What this task involves ->
Edit every item below so that "Curb-usage audit" becomes "Street-scene survey" wherever it occurs, leaving all other wording unchanged.

(Rows from a pointing dataset)
- - -

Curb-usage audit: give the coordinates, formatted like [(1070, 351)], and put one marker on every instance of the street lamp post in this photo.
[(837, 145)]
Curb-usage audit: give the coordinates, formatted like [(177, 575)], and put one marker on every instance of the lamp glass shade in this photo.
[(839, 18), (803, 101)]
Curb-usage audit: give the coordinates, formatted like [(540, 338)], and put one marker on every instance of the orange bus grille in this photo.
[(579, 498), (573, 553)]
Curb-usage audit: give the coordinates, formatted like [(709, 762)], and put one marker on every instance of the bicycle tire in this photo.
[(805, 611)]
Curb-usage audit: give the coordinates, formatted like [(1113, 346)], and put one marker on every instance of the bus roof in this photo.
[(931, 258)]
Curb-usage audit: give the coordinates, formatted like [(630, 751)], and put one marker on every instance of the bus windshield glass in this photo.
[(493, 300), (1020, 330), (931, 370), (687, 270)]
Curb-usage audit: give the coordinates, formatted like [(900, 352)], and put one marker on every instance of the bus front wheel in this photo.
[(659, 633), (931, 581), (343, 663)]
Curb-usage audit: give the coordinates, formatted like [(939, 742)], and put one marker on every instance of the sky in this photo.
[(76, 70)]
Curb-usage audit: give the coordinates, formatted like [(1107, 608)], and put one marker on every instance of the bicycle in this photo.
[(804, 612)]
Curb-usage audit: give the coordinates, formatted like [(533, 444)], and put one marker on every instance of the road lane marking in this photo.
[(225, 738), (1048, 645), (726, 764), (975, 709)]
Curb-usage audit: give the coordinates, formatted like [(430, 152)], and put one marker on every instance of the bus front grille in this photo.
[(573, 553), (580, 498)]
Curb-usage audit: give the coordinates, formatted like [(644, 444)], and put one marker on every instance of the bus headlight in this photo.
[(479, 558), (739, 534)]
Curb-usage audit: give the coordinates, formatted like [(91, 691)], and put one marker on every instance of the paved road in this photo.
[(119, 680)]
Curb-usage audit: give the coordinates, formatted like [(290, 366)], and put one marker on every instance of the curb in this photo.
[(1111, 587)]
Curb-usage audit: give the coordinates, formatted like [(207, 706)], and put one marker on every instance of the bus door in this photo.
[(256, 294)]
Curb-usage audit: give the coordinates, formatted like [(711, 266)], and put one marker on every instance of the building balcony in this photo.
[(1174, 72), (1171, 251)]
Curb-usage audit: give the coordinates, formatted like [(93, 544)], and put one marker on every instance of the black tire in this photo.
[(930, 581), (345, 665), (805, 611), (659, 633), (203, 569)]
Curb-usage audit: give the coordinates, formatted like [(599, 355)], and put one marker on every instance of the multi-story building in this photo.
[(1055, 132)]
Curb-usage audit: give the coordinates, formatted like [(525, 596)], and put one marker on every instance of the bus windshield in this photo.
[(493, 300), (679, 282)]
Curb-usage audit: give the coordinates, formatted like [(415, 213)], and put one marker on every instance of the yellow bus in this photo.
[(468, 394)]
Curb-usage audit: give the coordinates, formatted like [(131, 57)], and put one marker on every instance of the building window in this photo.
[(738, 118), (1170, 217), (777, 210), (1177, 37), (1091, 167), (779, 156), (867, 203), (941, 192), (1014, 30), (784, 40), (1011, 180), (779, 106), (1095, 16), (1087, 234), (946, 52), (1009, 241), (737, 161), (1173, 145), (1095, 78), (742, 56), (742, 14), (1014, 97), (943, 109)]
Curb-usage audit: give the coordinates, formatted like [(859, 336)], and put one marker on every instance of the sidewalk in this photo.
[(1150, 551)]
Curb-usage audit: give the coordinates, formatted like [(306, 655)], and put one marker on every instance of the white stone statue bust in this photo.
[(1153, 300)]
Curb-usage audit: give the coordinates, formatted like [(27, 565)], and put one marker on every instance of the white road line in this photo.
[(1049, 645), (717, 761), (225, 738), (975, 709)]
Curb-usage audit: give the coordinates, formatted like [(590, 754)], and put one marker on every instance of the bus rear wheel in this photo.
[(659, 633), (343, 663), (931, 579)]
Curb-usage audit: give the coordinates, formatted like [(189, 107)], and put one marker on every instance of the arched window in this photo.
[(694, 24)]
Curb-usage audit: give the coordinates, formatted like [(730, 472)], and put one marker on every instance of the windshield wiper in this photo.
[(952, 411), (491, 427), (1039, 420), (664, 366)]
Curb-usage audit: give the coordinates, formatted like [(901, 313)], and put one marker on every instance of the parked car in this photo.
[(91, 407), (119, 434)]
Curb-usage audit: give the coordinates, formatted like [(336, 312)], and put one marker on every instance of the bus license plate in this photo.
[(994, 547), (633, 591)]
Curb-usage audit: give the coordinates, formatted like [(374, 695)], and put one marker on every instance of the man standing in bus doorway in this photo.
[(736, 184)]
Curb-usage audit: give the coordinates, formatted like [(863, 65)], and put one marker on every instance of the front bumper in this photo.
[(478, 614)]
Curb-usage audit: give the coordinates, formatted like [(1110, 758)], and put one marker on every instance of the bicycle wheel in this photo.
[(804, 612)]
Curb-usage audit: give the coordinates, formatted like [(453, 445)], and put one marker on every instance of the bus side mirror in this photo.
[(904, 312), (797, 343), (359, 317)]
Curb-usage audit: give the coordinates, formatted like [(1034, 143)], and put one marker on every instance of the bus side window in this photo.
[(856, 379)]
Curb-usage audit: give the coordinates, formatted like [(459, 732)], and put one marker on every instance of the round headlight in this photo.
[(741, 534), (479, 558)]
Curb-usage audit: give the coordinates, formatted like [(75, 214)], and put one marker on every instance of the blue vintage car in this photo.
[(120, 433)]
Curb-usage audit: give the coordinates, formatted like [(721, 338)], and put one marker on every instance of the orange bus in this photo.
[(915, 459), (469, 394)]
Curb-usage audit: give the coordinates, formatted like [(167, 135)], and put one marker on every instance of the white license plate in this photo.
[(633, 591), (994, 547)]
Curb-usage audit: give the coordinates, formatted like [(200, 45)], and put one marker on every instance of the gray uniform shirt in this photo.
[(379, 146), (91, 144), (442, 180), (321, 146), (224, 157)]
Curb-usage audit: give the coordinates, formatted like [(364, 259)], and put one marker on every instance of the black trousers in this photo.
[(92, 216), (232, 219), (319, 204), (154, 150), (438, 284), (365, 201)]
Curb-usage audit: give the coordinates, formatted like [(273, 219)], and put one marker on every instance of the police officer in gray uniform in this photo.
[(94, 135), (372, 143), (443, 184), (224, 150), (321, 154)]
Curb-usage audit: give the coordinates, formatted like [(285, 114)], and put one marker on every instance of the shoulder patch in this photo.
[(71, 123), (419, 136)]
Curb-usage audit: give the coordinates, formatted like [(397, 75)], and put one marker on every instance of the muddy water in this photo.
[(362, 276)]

- - -

Answer for this exercise ->
Street-scene survey: give the coordinates, formatted like [(1070, 351)], and put one marker on every instance of the street lamp post in this photo.
[(837, 145)]
Street-scene survey: give the coordinates, formatted like [(177, 575)], and put one marker on every instance of the lamp glass shade in this photo.
[(839, 18), (803, 101)]
Street-scene survey: give the coordinates, formatted like [(540, 338)], and put one marker on every instance of the orange bus grille in this photo.
[(579, 498), (573, 553)]
Street-scene survey: give the coordinates, formatted like [(709, 762)], and put one marker on every instance of the bicycle tire in this photo.
[(805, 611)]
Street-scene survey: give the coordinates, formatted like [(1113, 346)], and put one marker on every instance of the bus roof in this photo.
[(931, 258)]
Street-scene survey: give the coordinates, formatted like [(630, 751)], and put one marker on every instance of the bus windshield glass in this photo.
[(493, 300), (1020, 330), (931, 370), (687, 270)]
Street-scene survey: give the coordinates, formatted like [(900, 352)], and put one marker on every instance of the bus front wheel in this photo.
[(659, 633), (931, 581), (343, 663)]
Street-scene survey: give the coordinates, formatted like [(939, 742)], and put one marker on every instance of the sky in this photo.
[(76, 70)]
Street-scene survey: give the coordinates, formatted like [(1107, 608)], and put one marker on every instance of the bicycle in this photo.
[(804, 612)]
Street-scene survey: give the coordinates, formatted like [(533, 444)], and put one marker on every instance of the road lane marking in this photo.
[(225, 738), (1048, 645), (726, 764), (975, 709)]
Street-scene survey: give the coordinates, formatted like [(430, 152)], and put one marker on every instance of the bus front grille in this photo.
[(573, 553), (580, 498)]
Street-scene survey: give the coordinates, formatted like [(644, 444)], and put one marker on every instance of the bus headlight in this photo.
[(479, 558), (739, 534)]
Street-scene survey: give the coordinates, formatted like [(91, 691)], and put one marker on every instance of the paved road in this photo.
[(119, 680)]
Street-scene survey: give the coordinates, formatted like [(290, 366)], and put one marker on every instance of the curb in this photo.
[(1111, 587)]
Street-scene survey: give the coordinates, formatted like [(207, 706)], and put one marker on every instance of the bus door in this photo.
[(256, 294)]
Street-scene survey: give the coordinates, formatted like [(711, 266)], and put one marker on every instance of the building balcony in this photo.
[(1174, 72), (1171, 251)]
Street-scene survey: give the coordinates, formatted like [(93, 544)], and put one marker on every instance of the black tire in this photo.
[(930, 581), (345, 665), (805, 611), (659, 633), (203, 569)]
Street-scene survey: give the coordinates, formatted like [(599, 355)], and put one marker on every instance of the multi-story building in this photo.
[(1055, 132)]
Street-scene survey: give the coordinates, formatted like [(525, 596)], and put one marker on every instance of the bus windshield in this photo.
[(493, 300), (679, 282)]
Street-scene survey: give the coordinates, formatted like [(415, 213)], and put one marker on every instance of the yellow bus in this photo.
[(468, 394)]
Street-scene survey: give the coordinates, formatted like [(131, 57)], and put one marker on every instance of the building window in this photo.
[(738, 118), (1170, 217), (777, 210), (1177, 37), (1091, 167), (779, 156), (867, 203), (941, 192), (1014, 30), (784, 40), (1011, 180), (779, 106), (1095, 16), (1087, 234), (946, 52), (1009, 241), (737, 161), (1173, 145), (1095, 78), (742, 56), (742, 14), (1014, 97), (943, 109)]
Street-scene survey: give the coordinates, formatted like [(859, 336)], and put one marker on every instance of the sidewalk in this photo.
[(1150, 551)]
Street-scene survey: give the coordinates, formatted like [(306, 655)], and put one marker on every instance of the white stone statue bust in this photo.
[(1153, 300)]
Street-scene survey: give the coordinates, formatted like [(27, 565)], and put one marker on every instance of the white road line in this photo.
[(1049, 645), (717, 761), (225, 738), (975, 709)]
Street-scene survey: give the coordinates, formatted like [(590, 754)], and put one marker on every instance of the bus rear wheel in this photo.
[(659, 633), (343, 663), (931, 579)]
Street-scene survey: give the coordinates, formatted like [(189, 107)], and put one marker on every instance of the arched window in this photo.
[(694, 24)]
Street-scene survey: give the coordinates, formatted like [(730, 472)], and put one marker on every instance of the windshield wiper in this photo.
[(952, 411), (491, 427), (1039, 420), (664, 366)]
Street-scene survey: give the coordinates, formatted like [(901, 313)], and put one marker on every instance of the parked car in this photo.
[(91, 407), (119, 434)]
Street-scene survey: give the coordinates, formatted like [(336, 312)], and put one marker on every instance of the bus license plate in this photo.
[(994, 547), (633, 591)]
Street-scene survey: give the coordinates, formatted like [(374, 695)], and put one marker on every instance of the man standing in bus doorway in this photo.
[(736, 184)]
Street-scene survey: give the coordinates, formatted like [(863, 65)], and put one marker on every instance of the front bumper in this photo.
[(478, 614)]
Street-scene survey: give the coordinates, formatted like [(1110, 758)], and put one marker on every instance of the bicycle wheel in this photo.
[(804, 612)]
Street-scene survey: give the coordinates, formatted like [(453, 445)], and put one marker on every instance of the bus side mirror in this photo.
[(904, 312), (797, 343), (359, 317)]
Street-scene survey: give the coordinates, formatted like [(1034, 143)], and put one marker on every instance of the bus side window in this photo.
[(856, 379)]
Street-scene survey: give the coordinates, formatted like [(459, 732)], and put one marker on every instance of the round headlight in this photo.
[(741, 534), (479, 558)]
Street-scene survey: give the coordinates, formatted like [(75, 214)], and put one marker on every instance of the blue vintage car in this photo.
[(120, 433)]
Street-scene survey: give the coordinates, formatted like [(721, 338)], and put one marker on every instance of the orange bus in this photo.
[(915, 459), (469, 394)]
Street-scene survey: give the coordinates, formatted like [(167, 135)], and put one marker on every instance of the white license plate in this photo.
[(633, 591), (994, 547)]
Street-scene survey: give the coordinates, formatted like [(200, 45)], and put one marker on every instance of the gray uniform shirt in this photo.
[(379, 146), (91, 144), (442, 180), (321, 146), (224, 157)]
Street-scene survey: give the coordinates, formatted like [(364, 259)], and put one marker on every instance of the black trousers in this photo.
[(92, 216), (232, 219), (319, 204), (154, 150), (438, 284), (365, 201)]
Street-scene survey: give the coordinates, formatted like [(273, 219)], and put one marker on every instance of the police officer in gray uniform in this photo.
[(94, 135), (372, 143), (443, 184), (224, 150), (321, 154)]
Street-scene survey: give the coordinates, formatted like [(285, 114)], and put one marker on every instance of the shoulder patch in this photo.
[(71, 123), (419, 136)]
Street-scene survey: give the coordinates, formatted like [(397, 75)], and put one marker on every instance of the muddy water in this photo.
[(362, 276)]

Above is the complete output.